PROVIDED PASSAGE:
____

Greatest hits album by Joi Cardwell
- Released: November 10, 1998
- Genre: House
- Length: 120:15
- Label: K-Tel; Cold Front Records;
- Producer: Joi Cardwell (exec.); Kazuhiko Gomi; Hex Hector; Hani Al-Bader; Junior Vasquez; Carlton Carter; Phillip Damien; Michael T. Diamond; Frankie Knuckles; Deep Dish; George Morel;

Joi Cardwell chronology
| Joi Cardwell (1997) | Clubland's Greatest Hits (1998) | Deliverance (1999) |

= Clubland's Greatest Hits =

Clubland's Greatest Hits is the first compilation album released by American singer Joi Cardwell through K-Tel and Cold Front Records on November 10, 1998. It marked her first album release, following her defunct from Eightball Records, as well her first and last album for K-Tel and Cold Front Records. The greatest hits album features the highest-charting singles from Cardwell's two studio albums released between 1995 and 1997 as well as a few remixes of her past singles.

==Background==
In 1998, Cardwell departed from Eightball Records. The two-disc collection comprising eight songs and a variety of remixes was later released by K-Tel in collaboration with Cold Front Records. In an interview with Billboard, Cardwell stated, "Oh, that compilation was such a fiasco." when talking about her then-new greatest hits album More (1992–2003).

Clubland's Greatest Hits received a mixed review from The Boston Phoenix's Michael Freedberg, who criticized the album's content by saying, "These 14 tracks aren't clubland's greatest hits but Cardwell has long been one of the first-called house-music divas, and these songs tell why."

____

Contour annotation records
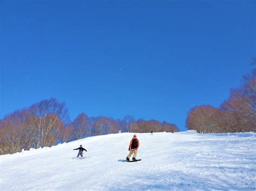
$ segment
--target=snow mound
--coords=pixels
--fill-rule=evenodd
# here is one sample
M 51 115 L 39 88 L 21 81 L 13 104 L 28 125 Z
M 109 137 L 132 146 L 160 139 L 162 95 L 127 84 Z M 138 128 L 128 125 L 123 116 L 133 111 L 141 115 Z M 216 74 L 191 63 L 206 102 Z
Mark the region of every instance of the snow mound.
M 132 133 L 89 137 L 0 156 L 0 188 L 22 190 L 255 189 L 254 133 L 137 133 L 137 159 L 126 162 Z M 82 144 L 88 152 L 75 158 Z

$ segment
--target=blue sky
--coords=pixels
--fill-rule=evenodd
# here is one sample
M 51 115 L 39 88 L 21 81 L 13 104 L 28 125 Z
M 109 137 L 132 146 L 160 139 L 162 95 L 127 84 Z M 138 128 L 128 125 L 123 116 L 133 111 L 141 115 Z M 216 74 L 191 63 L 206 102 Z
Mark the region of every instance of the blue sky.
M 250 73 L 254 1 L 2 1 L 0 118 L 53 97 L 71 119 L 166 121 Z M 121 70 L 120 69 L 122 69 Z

____

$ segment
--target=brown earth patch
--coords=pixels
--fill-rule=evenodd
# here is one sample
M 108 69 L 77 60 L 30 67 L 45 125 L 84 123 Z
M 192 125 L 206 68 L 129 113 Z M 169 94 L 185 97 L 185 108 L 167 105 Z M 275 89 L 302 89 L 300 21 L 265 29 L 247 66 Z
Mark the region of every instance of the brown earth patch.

____

WORK TO COMPLETE:
**1)** Echo the Clubland's Greatest Hits text word for word, beginning at the words "Joi Cardwell chronology" and stopping after the words "her past singles.".
**2)** Which record labels does the Clubland's Greatest Hits text name?

SOLUTIONS:
**1)**
Joi Cardwell chronology
| Joi Cardwell (1997) | Clubland's Greatest Hits (1998) | Deliverance (1999) |

= Clubland's Greatest Hits =

Clubland's Greatest Hits is the first compilation album released by American singer Joi Cardwell through K-Tel and Cold Front Records on November 10, 1998. It marked her first album release, following her defunct from Eightball Records, as well her first and last album for K-Tel and Cold Front Records. The greatest hits album features the highest-charting singles from Cardwell's two studio albums released between 1995 and 1997 as well as a few remixes of her past singles.

**2)** K-Tel, Cold Front Records, Eightball Records